*Requirement:* Render the entries below as a Markdown table, from the first line up to and including the line containing "x=637, y=716". Use the columns Row and Line, number each line, and leave out blank lines.

* * * * *

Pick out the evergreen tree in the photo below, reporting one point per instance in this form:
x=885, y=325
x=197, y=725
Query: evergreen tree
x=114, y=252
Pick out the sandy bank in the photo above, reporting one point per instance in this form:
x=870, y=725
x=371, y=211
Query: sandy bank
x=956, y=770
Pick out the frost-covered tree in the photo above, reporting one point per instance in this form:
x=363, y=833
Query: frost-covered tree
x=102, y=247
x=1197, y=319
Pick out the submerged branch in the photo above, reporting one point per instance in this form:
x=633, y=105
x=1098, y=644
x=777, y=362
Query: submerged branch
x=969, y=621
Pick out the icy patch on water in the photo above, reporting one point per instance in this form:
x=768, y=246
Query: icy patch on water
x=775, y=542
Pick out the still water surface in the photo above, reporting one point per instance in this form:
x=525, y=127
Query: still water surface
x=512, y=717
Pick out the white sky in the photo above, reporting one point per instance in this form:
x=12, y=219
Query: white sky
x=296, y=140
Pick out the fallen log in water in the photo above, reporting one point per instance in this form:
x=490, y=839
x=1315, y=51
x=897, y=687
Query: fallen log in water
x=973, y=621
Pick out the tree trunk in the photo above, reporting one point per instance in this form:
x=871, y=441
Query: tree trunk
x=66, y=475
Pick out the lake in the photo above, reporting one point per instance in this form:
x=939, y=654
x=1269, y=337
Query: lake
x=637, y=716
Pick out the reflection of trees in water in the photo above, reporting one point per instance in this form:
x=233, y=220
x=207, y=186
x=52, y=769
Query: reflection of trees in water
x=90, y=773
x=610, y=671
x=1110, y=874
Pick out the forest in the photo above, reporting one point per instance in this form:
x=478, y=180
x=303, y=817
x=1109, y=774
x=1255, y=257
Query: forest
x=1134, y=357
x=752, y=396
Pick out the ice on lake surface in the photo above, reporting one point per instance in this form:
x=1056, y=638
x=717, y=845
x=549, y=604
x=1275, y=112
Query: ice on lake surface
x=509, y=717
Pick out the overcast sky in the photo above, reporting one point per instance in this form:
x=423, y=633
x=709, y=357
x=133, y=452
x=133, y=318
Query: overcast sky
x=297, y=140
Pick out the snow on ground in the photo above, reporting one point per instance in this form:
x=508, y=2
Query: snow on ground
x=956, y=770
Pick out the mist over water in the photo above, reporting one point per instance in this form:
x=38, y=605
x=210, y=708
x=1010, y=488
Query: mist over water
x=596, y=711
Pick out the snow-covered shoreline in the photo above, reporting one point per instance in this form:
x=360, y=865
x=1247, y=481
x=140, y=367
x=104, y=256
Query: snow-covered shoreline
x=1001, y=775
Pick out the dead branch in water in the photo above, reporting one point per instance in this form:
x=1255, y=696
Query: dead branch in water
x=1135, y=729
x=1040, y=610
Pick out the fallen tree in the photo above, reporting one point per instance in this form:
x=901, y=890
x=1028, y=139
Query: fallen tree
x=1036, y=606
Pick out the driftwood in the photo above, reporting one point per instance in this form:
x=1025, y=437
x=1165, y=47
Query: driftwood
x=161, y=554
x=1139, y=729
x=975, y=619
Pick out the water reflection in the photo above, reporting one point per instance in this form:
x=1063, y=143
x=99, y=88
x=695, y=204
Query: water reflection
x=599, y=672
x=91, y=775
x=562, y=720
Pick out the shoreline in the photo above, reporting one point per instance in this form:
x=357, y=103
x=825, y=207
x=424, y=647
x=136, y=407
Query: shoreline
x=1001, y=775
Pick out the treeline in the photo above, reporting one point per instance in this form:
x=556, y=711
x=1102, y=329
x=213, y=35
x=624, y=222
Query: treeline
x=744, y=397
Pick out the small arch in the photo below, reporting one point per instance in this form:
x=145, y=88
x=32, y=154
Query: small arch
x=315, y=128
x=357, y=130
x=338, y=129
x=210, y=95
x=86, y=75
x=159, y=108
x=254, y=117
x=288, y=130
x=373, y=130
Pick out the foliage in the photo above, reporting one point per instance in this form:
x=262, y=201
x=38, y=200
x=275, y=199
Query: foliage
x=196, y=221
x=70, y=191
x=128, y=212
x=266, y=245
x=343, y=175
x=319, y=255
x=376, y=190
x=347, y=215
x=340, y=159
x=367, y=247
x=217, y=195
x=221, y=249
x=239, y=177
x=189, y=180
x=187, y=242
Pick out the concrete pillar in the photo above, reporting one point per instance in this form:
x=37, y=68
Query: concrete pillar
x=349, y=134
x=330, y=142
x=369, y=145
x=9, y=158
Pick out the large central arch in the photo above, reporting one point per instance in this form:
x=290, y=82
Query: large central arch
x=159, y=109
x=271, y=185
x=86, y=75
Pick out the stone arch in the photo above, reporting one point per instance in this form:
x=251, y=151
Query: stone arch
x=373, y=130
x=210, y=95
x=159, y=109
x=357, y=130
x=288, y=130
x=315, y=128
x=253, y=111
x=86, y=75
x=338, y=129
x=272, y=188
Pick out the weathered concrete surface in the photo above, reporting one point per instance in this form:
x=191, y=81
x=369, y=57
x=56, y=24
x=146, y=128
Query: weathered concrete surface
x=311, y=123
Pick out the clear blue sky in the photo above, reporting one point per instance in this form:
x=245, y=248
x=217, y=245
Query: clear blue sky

* * * * *

*Response for this exercise:*
| Row | Line |
|---|---|
| 1 | Pick out the evergreen tree in the photo below, reporting one point per instance in this form: |
| 2 | x=885, y=325 |
| 3 | x=197, y=725 |
| 4 | Query: evergreen tree |
| 5 | x=114, y=252 |
| 6 | Pick out the sandy bank in the photo above, reporting one point per instance in this form: |
| 7 | x=870, y=725 |
| 8 | x=371, y=211 |
| 9 | Query: sandy bank |
| 10 | x=956, y=770 |
| 11 | Pick out the frost-covered tree in the photo above, reporting one point per instance in this form: |
| 12 | x=363, y=833 |
| 13 | Query: frost-covered tree |
| 14 | x=102, y=247 |
| 15 | x=1197, y=319 |
| 16 | Pick out the submerged branch in the photo above, reporting one point per instance in this form: |
| 17 | x=633, y=105 |
| 18 | x=1098, y=644 |
| 19 | x=777, y=362 |
| 20 | Query: submerged branch |
| 21 | x=969, y=621 |
| 22 | Pick out the icy patch on water in the photo above, reporting one point per instance in this form: |
| 23 | x=768, y=246 |
| 24 | Query: icy patch on water |
| 25 | x=775, y=542 |
| 26 | Pick out the still water surface in the photo above, reporting one point per instance in this form: |
| 27 | x=525, y=127 |
| 28 | Query: still water surface |
| 29 | x=512, y=717 |
| 30 | Pick out the white sky in the photo above, reporting one point per instance in this form: |
| 31 | x=12, y=219 |
| 32 | Query: white sky |
| 33 | x=296, y=140 |
| 34 | Pick out the fallen log in water in the photo above, reporting one point per instance in this form: |
| 35 | x=490, y=839 |
| 36 | x=1315, y=51 |
| 37 | x=897, y=687 |
| 38 | Query: fallen log in water |
| 39 | x=973, y=621 |
| 40 | Pick out the tree trunk in the photo above, reporting one point per instance in this form: |
| 41 | x=871, y=441 |
| 42 | Query: tree trunk |
| 43 | x=66, y=475 |
| 44 | Pick out the lake in the photo above, reporting one point per instance in this form: |
| 45 | x=939, y=654 |
| 46 | x=1269, y=337 |
| 47 | Query: lake |
| 48 | x=637, y=716 |